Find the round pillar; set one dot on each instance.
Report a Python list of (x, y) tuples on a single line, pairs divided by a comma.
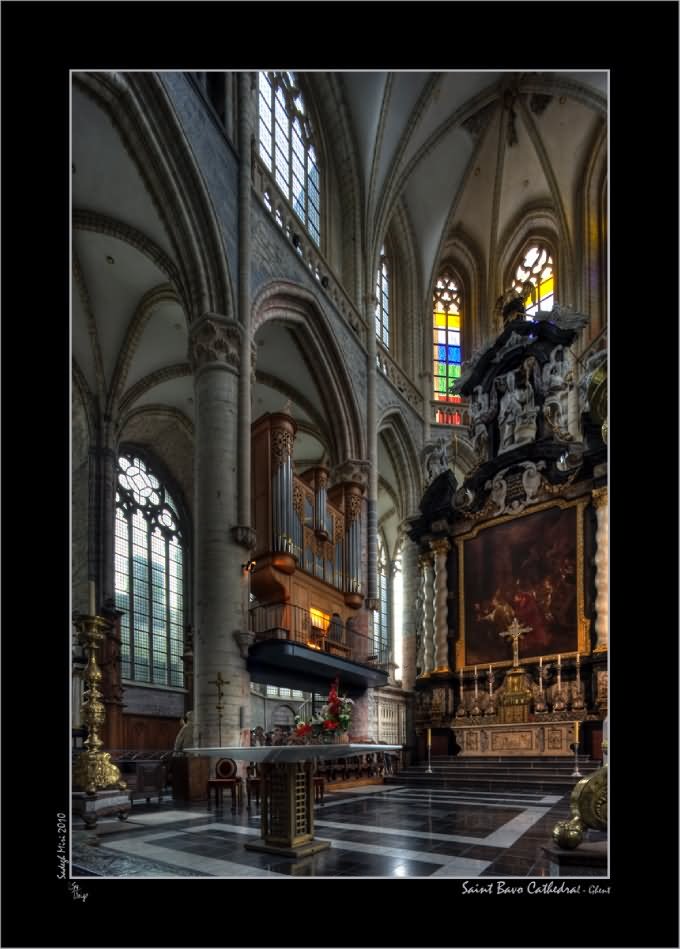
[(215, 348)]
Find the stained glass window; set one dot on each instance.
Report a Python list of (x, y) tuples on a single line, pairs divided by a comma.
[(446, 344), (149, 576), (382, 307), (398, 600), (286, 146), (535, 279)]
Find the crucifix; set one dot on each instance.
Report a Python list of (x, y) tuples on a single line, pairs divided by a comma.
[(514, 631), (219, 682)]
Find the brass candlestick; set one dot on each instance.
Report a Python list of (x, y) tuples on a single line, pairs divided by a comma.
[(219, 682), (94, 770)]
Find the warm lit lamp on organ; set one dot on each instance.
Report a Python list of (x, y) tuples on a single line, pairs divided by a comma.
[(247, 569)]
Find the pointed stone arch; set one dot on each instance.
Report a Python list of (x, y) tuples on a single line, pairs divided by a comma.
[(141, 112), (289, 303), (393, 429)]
-*-
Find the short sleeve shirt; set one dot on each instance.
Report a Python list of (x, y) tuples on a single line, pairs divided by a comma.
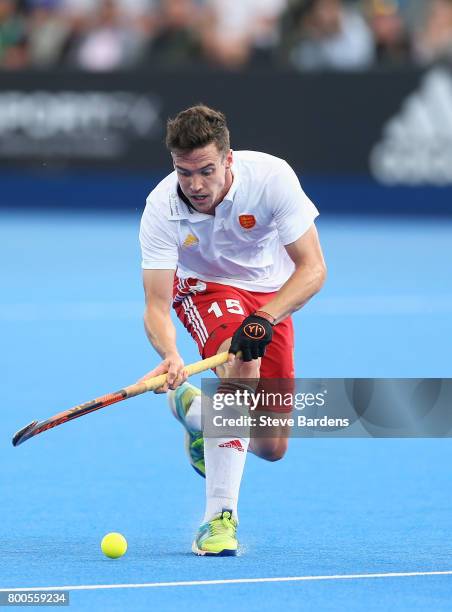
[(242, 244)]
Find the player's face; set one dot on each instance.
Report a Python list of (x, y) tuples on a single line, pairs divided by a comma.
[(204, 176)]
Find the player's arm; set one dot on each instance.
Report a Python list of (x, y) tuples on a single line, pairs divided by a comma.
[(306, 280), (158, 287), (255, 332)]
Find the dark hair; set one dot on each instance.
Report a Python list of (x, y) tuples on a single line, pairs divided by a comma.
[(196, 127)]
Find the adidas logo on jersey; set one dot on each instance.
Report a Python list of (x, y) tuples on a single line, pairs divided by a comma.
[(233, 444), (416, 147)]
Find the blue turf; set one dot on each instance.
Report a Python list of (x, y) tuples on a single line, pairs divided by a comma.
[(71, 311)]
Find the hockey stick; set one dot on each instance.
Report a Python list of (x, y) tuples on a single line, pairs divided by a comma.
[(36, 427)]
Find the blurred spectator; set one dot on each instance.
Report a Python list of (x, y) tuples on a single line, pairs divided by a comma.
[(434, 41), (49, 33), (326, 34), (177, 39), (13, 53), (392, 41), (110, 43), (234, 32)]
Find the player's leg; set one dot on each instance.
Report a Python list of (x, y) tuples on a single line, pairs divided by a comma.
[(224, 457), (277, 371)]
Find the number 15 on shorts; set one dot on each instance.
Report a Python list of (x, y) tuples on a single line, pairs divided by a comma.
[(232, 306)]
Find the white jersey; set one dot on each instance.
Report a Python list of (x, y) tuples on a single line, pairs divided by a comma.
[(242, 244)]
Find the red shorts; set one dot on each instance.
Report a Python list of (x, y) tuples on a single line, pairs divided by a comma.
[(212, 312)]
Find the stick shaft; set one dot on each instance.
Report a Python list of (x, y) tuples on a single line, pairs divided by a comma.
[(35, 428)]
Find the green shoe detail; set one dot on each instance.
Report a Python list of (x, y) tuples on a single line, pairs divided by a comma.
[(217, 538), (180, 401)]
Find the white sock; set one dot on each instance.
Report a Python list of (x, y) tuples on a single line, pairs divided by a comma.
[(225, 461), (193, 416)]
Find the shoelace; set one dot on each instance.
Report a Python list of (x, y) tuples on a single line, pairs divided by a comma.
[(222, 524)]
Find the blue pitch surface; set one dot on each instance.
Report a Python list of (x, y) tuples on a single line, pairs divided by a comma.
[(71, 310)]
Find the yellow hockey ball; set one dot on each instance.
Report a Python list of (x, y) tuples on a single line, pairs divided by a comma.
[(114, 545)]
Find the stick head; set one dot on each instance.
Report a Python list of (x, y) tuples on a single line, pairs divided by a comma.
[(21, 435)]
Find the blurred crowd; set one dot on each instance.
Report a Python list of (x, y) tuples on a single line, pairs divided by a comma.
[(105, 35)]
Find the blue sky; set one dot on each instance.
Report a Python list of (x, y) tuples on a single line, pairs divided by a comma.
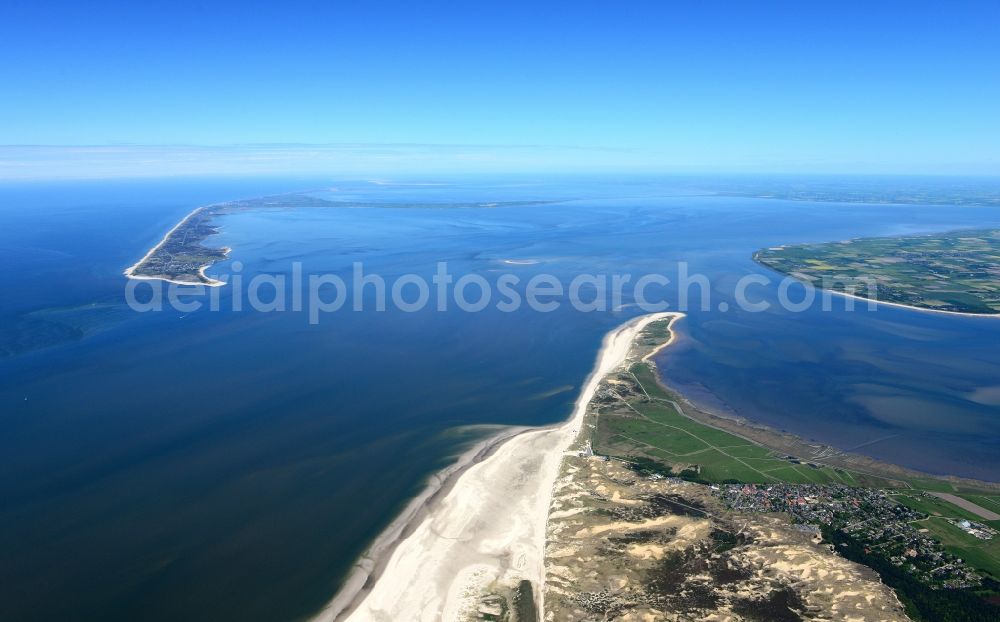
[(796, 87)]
-*-
### What is needed:
Rewrite the lines from the one holding "Find the round" through the one holding "[(141, 112), (289, 303), (393, 429)]", both included, with "set one dot" changed to "place one mark" and nothing else altered. Omit the pictures.

### Answer to this exercise:
Find the round pillar; place one mark on each instance.
Report a Python list of (x, y) tuples on a single line, pairs divided by a comma.
[(215, 348)]
Find the stained glass window; place one mark on each instance.
Report a Python list of (x, y) tuples on a single line, pairs divided by a comma.
[(446, 344), (149, 576), (382, 307), (398, 600), (286, 146), (535, 279)]
Find the crucifix; place one mark on each instance.
Report a Python list of (x, y) tuples on a single line, pairs divided by a comma.
[(514, 631), (219, 682)]
Find the brass candlestick; place one mark on each instance.
Report a Python list of (x, y) tuples on a single line, pairs divided by a comma.
[(219, 682), (94, 770)]
Find the warm lit lamp on organ; place one mark on each instance.
Report a Python list of (x, y) tuples on a single line, pairs divided by a comma.
[(247, 569)]
Find the pointed stone arch; place one mark on each instance.
Report a Python list of (x, y) tuples on a single line, pairs divided by a comma.
[(141, 112), (289, 303), (393, 429)]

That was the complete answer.